Securing the Energy Future: Work Flow Solutions for Biodiesel Quality Control

The global energy crisis is starting to have a significant impact on the world economic climate. Record-breaking prices of crude oil have already been reached in 2011, with costs expected to soar again due to demand in the summer months. The impact of high oil prices on the general public and commercial trade could suppress the economic recovery following the global financial crisis. Nuclear power can offer some respite from the rising energy demands and rapidly diminishing fossil fuel reserves. However, nuclear power will never be able to overcome the societal stigma surrounding the safety of nuclear fission; the recent incident in Japan is testimony to this. Never before has the pressure to resource and develop sources of sustainable energy and fuel been so high.

Technological advances in the production of renewable energies mean that they are increasingly cost-effective and efficient, but will do little to alleviate our immediate fuel and energy concerns. Alternative fuels, such as biodiesel, are a sustainable and environmentally conscious solution to supplement fossil fuel reserves and ease the upcoming transition between fossil and renewable energy sources.

Biodiesel is a vehicle and heating fuel generated from vegetable and animal fats. The industrial process for producing this has been optimized to produce viable fuel; however, the raw product contains a number of contaminants that need to be removed. Therefore, once processed, the fuel is required to undergo extensive chromatographic-quality testing to detect the levels of contaminants and determine the fuel quality. Worldwide public and environmental safety agencies have produced a number of regulatory guidelines to control the levels of potentially harmful contaminants and ensure that the fuel can satisfy engine performance requirements. This article discusses the methods for assessing the quality of biodiesel products, and examines the possible work flow solutions to make these analyses more efficient and cost-effective.

Figure 1 - Work flow diagram for the production of biodiesel.

Producing the fuel for the future

Biodiesel can be produced from a number of virgin fatty acid sources, including soybean, canola, olive, and other plant oils. It may also be derived from recycled animal and vegetable fats, and there is increasing interest in using farmed algal species, with inherent oil content of over 50%, as the biodiesel oil source. The production of biodiesel can be complicated by the presence of impurities within the source materials (see Figure 1). Charred foodstuffs and solid particulates are filtered out and water is removed by evaporation. Water in the reaction mixture can lead to soap formation (saponification). To maintain a cost-effective yield, it is vital that excess water be removed prior to the esterification of fatty acids for the production of biodiesel.

Data items:
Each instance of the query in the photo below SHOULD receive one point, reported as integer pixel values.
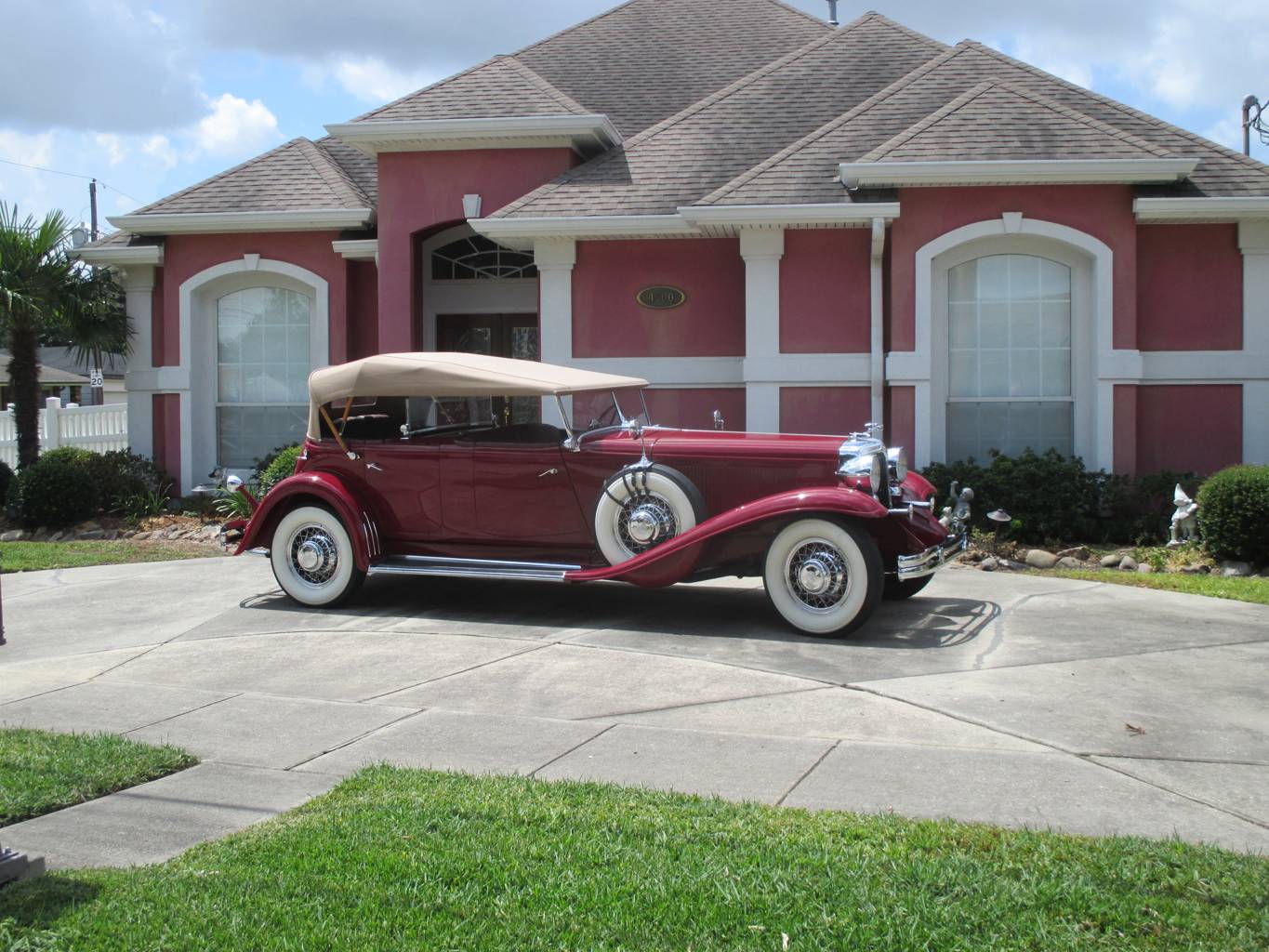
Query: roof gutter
(221, 222)
(587, 135)
(1132, 172)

Work to do
[A] According to the biodiesel article, what can water in the reaction mixture lead to?
[B] Reproduce a portion of the biodiesel article word for word, starting at the words "Figure 1 - Work" and stopping after the words "acids for the production of biodiesel.".

Solutions for each task
[A] Soap formation (saponification).

[B]
Figure 1 - Work flow diagram for the production of biodiesel.

Producing the fuel for the future

Biodiesel can be produced from a number of virgin fatty acid sources, including soybean, canola, olive, and other plant oils. It may also be derived from recycled animal and vegetable fats, and there is increasing interest in using farmed algal species, with inherent oil content of over 50%, as the biodiesel oil source. The production of biodiesel can be complicated by the presence of impurities within the source materials (see Figure 1). Charred foodstuffs and solid particulates are filtered out and water is removed by evaporation. Water in the reaction mixture can lead to soap formation (saponification). To maintain a cost-effective yield, it is vital that excess water be removed prior to the esterification of fatty acids for the production of biodiesel.